### Stated task
From the entries below, pull out each line that contains the word "plastic" and copy it in full.

### Records for this task
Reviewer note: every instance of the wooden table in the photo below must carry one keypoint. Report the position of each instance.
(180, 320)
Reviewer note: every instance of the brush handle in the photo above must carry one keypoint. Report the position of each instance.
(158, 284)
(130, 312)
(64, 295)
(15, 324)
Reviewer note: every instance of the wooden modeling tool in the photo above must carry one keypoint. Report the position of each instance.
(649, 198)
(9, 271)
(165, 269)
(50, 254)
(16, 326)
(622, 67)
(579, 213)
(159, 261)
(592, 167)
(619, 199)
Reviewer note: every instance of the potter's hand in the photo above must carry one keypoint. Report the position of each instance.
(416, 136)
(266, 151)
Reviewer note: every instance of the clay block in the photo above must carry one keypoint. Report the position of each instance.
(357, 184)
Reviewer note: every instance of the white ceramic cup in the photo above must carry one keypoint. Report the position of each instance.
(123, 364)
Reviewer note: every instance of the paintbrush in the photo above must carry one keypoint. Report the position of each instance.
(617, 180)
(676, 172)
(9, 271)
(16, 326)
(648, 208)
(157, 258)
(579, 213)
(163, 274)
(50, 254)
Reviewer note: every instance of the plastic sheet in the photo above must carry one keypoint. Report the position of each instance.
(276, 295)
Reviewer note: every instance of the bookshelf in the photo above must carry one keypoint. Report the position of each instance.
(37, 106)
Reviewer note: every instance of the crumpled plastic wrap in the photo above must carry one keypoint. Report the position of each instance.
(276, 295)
---
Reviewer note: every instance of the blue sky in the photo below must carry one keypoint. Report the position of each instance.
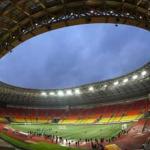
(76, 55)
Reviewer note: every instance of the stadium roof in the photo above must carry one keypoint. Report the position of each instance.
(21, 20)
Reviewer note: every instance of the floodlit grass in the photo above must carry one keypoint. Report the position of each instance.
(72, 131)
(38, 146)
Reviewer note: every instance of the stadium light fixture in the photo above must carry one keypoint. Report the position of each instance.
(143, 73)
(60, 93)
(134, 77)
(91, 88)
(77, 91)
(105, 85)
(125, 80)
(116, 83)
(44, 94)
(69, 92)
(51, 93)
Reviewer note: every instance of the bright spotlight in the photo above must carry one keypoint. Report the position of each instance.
==
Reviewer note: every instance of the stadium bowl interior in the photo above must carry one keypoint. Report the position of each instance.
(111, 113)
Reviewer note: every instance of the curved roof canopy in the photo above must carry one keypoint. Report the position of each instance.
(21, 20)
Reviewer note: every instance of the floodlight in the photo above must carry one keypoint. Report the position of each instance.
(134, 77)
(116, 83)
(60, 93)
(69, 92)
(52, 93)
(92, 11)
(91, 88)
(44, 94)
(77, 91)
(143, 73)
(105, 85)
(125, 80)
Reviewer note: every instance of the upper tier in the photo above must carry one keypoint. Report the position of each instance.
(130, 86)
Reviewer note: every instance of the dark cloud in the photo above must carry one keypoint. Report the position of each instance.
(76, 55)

### Output of the exercise
Reviewer note: every instance of the plastic sheet in the photo above must carry one keypoint. Report the position of each instance.
Reviewer note: every instance of the crumpled plastic wrap in the photo above must carry one keypoint. Report the position of each instance.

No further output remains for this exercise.